*Exercise*:
Of all the lines in the entries below, give again exactly those starting at the line containing "pixel 830 4" and ending at the line containing "pixel 148 441", both ends included, and no others.
***** Dataset records
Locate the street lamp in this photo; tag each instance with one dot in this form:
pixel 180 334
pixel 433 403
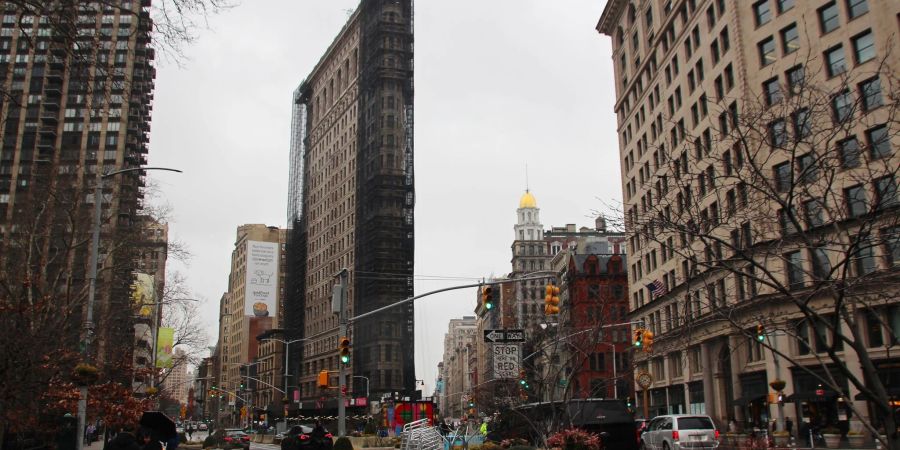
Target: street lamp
pixel 88 325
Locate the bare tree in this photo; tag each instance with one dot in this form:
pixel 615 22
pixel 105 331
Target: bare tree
pixel 784 217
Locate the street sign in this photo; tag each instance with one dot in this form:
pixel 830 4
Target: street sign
pixel 506 360
pixel 517 335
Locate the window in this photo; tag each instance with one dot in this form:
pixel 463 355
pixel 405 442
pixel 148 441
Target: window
pixel 786 220
pixel 790 39
pixel 885 192
pixel 814 213
pixel 772 90
pixel 782 177
pixel 766 51
pixel 864 47
pixel 828 18
pixel 807 171
pixel 802 126
pixel 873 329
pixel 891 238
pixel 864 256
pixel 849 149
pixel 794 268
pixel 879 141
pixel 834 58
pixel 762 12
pixel 795 78
pixel 856 8
pixel 777 133
pixel 856 200
pixel 842 106
pixel 821 266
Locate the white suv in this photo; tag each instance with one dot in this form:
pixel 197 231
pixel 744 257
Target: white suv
pixel 680 432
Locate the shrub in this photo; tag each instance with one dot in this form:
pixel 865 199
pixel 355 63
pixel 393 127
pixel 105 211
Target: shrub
pixel 574 439
pixel 342 443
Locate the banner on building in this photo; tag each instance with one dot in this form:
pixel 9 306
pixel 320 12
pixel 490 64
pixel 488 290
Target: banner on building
pixel 143 293
pixel 261 292
pixel 165 339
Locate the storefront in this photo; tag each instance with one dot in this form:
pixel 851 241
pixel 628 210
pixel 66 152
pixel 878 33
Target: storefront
pixel 819 406
pixel 754 399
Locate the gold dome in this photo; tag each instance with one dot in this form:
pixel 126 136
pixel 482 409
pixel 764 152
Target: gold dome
pixel 527 201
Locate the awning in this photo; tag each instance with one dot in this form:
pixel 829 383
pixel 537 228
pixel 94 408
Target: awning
pixel 893 393
pixel 743 401
pixel 810 397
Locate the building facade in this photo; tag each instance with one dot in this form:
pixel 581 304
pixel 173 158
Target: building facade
pixel 250 306
pixel 758 152
pixel 352 201
pixel 69 116
pixel 459 348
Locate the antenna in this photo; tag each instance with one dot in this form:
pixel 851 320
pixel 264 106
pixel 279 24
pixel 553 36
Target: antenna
pixel 526 177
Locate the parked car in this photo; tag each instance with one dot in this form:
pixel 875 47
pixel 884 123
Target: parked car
pixel 309 440
pixel 680 431
pixel 236 438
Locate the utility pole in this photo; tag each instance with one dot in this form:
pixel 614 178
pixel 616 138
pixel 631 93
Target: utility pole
pixel 340 297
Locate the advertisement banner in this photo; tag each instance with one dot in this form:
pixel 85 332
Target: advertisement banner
pixel 261 297
pixel 164 342
pixel 143 293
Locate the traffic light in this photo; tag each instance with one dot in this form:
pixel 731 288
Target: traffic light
pixel 344 349
pixel 551 300
pixel 648 341
pixel 487 297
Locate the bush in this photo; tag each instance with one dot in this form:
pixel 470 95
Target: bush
pixel 521 447
pixel 342 443
pixel 574 439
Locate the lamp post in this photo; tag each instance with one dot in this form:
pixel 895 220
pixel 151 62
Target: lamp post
pixel 88 325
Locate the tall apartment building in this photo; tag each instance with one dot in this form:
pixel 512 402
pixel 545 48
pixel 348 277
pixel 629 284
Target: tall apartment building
pixel 758 149
pixel 176 385
pixel 250 306
pixel 68 115
pixel 352 201
pixel 459 348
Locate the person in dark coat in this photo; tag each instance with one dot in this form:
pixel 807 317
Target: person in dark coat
pixel 124 440
pixel 291 441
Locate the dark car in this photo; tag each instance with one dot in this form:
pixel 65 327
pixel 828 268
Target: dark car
pixel 306 437
pixel 235 438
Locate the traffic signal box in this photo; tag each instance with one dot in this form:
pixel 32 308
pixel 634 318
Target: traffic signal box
pixel 487 297
pixel 322 379
pixel 551 300
pixel 344 349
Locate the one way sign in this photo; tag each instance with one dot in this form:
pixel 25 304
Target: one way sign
pixel 497 336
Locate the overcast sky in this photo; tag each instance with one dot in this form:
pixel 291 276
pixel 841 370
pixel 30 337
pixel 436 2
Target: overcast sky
pixel 499 84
**********
*Answer*:
pixel 830 4
Target: street sign
pixel 506 360
pixel 517 335
Locate the window in this photo; tag each instance with one dot in this form:
pixel 463 355
pixel 405 442
pixel 148 441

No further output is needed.